- [Text block]:
▼
Our study elucidates the nature of childhood intussusception in Japan. To our knowledge, this is the first study to investigate the incidence of intussusception among an Asian population using a nationwide database combined with the Brighton Criteria for diagnostic accuracy.
Recent analyses of childhood intussusception in Western countries [1
] found that the peak age was between 4 and 9 months; the male:female ratio was around 2:1; PLPs were found in 2.6-15% of cases; and non-surgical enema reductions were successful in 80-95% of patients. Our findings are essentially consistent with these previous reports.
▲
[Saved entries]
▼
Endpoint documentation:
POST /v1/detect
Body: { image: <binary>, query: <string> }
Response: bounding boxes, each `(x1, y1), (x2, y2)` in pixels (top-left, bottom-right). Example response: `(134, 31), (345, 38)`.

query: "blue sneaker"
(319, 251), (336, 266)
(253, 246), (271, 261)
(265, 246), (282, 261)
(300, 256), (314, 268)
▲
- [Problem A]:
In the passage on childhood intussusception, what peak age did recent analyses in Western countries find?
- [Problem B]:
Please extend the passage on childhood intussusception, picking up after its final sentence.

- [Expected output A]:
Between 4 and 9 months.

- [Expected output B]:
We found that intussusceptions accounted for 3.9 cases per 1,000 all-cause admissions (8.0 cases in 2-year-olds and 0.12 in 18-year-olds). This hospital-based incidence appears to be higher than those observed in Europe (0.66-2.24 per 1,000 children in inpatient departments) [7
]. Similarly, we estimated that the population-based incidence of intussusception was 179-191 per 100,000 infants in our cohort. Only one study is currently available regarding the population-based incidence of infantile intussusception in Japan [20
]. This earlier study showed that the incidence was 185 cases per 100,000 infants based on a 25-year survey conducted in one small region of Japan. This result is in accordance with our estimation and gives further support to our findings. Our estimated incidence was much higher than those in other countries (179-191 vs 30-80 cases per 100,000 population) [12
]. Because both the hospital and population-based incidence rates were higher than those of other countries, it is very likely that the incidence of intussusception in Japan is high compared with other countries. Our results also suggest that the incidence of intussusception cannot be easily extrapolated to other countries, because studies from Eastern Asian countries outside Japan reported that the incidence of intussusception was 70-300 cases per 100,000 children [12
]. With respect to the incidence of intussusception, surveys in each region may be essential.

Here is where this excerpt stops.